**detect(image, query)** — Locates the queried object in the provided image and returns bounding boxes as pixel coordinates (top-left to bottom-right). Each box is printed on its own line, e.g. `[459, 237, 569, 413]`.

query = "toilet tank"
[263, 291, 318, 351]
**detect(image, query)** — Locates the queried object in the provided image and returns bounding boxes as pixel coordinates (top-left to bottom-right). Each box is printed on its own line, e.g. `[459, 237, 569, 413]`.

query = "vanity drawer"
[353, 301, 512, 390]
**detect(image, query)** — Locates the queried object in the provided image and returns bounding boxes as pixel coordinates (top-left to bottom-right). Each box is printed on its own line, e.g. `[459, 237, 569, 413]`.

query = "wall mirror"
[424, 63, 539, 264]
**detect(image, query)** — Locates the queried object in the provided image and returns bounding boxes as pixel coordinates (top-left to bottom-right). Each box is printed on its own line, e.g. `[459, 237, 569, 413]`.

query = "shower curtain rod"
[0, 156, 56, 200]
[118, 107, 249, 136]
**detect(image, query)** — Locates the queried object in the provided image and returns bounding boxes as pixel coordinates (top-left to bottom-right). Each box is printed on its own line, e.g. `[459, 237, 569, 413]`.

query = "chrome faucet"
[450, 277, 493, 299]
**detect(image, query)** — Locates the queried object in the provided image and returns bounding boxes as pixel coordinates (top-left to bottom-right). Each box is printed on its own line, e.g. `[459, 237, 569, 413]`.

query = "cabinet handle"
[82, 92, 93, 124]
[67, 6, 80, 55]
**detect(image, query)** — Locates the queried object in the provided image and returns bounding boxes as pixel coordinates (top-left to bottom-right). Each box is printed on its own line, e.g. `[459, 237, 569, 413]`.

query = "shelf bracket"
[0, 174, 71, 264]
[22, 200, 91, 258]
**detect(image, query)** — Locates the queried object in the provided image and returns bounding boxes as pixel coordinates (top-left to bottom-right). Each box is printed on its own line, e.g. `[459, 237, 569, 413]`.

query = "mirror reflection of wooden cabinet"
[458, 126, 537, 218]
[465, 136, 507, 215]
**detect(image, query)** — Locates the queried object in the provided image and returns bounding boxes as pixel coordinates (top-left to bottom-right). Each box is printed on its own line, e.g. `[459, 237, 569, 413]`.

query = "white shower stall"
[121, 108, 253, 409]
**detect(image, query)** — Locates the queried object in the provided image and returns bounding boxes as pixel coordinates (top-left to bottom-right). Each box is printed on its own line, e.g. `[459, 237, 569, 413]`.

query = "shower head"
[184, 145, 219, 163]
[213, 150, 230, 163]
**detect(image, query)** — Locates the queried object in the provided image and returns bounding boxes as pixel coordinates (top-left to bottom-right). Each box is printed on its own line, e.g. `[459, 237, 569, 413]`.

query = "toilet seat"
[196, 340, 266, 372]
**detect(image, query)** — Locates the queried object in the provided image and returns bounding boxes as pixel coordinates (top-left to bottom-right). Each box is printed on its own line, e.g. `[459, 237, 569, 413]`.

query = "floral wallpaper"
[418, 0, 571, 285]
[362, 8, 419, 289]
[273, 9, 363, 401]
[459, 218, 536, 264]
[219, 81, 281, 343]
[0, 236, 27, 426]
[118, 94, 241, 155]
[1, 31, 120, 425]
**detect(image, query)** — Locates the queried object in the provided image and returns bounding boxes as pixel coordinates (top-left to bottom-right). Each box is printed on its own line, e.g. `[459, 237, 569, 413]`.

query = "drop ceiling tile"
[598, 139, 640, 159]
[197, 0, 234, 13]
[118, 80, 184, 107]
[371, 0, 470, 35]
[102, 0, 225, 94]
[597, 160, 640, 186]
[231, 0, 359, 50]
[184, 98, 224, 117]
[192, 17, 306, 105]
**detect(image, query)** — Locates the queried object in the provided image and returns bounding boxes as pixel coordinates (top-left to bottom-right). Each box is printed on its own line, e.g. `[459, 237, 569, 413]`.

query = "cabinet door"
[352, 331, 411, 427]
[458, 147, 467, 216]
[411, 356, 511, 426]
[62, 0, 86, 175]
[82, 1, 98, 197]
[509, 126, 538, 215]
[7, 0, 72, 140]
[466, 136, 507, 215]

+ + + + + + +

[CHALLENGE] Extract, word for word, everything from the first line of the rows down to and including the line that contains "[424, 63, 539, 264]".

[FINAL RESULT]
**detect(image, query)** — Locates the queried object in the provided image and returns bounding boxes as pixel coordinates (top-left to bottom-right). Each box is printed on its own line, e.g. `[459, 237, 569, 413]`.

query = "toilet tank"
[263, 291, 318, 351]
**detect(image, query)** — Locates the queried object in the provided image and returns bounding boxes as pixel coordinates (top-left to bottom-right). Each box is printed on its own line, e.g. `[459, 237, 569, 413]`.

query = "vanity drawer"
[353, 301, 512, 390]
**detect(image, query)** — Locates the queried object in the provided image and returns bounding boxes as pixel coordinates (top-left to bottom-right). Each box is printed on its own line, e.g. `[459, 237, 569, 413]`.

query = "wall mirror"
[424, 63, 539, 264]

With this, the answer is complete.